**Exercise prompt**
Please write out the listing below line by line, leaving out the pictures, and multiply each point coordinate by 1.8, rounding to whole numbers with halves going up. Keep every other line as it stands.

* Begin Rows *

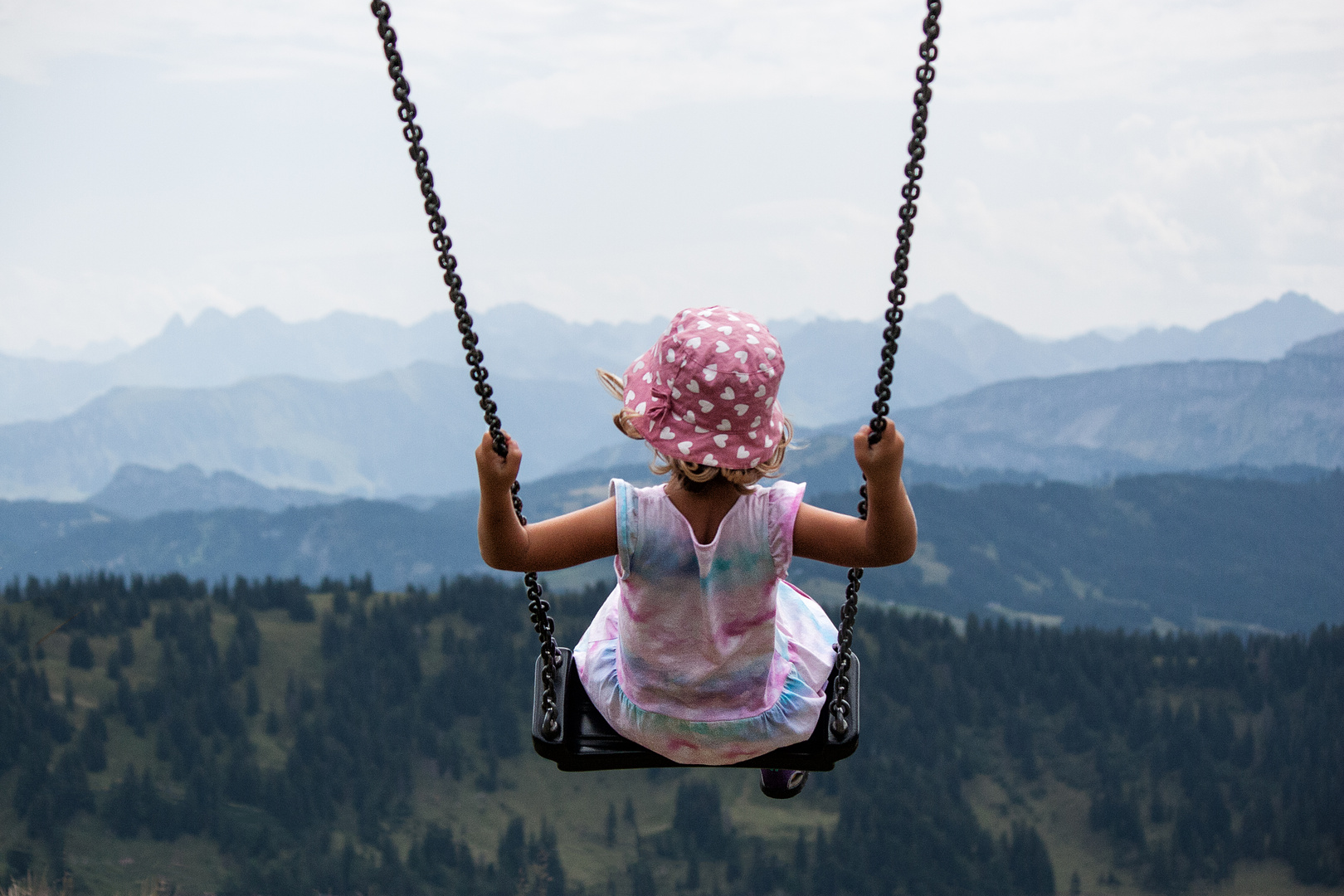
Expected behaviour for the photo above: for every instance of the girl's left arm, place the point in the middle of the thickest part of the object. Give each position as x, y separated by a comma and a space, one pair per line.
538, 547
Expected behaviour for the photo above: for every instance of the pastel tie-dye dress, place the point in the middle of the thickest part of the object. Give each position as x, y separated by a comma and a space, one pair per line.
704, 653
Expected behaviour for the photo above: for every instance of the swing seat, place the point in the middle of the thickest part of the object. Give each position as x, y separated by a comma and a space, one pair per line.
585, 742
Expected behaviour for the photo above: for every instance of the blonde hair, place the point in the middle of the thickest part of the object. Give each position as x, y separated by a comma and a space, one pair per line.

* End Rows *

**Final result**
Expected behaviour for the photo above: for every instance of the girl's left arm, place the point in the middle of the thickest part of the object. Give each position as x, y separated by a comma and a space, one pair per line.
968, 985
Expected behaviour for the photo above: for every instance of the pastel tie-dye dress, place the point in the middle of the thickest part of the object. Give each position as x, y separated by a comma and a space, one pair per line.
1267, 1175
Expected behaviour for the photo above: for every instance of the swing seat, place the point in the middle of the thickest part of the object. Give each position as x, y separated by a comma and a space, one pair per line.
1053, 1336
Expected behaviour for the photo above: for every instance of the blonde hair, place the point in the middle of the thickest part of the object. Give each position as x, y separated by a comma and a space, one pair per line.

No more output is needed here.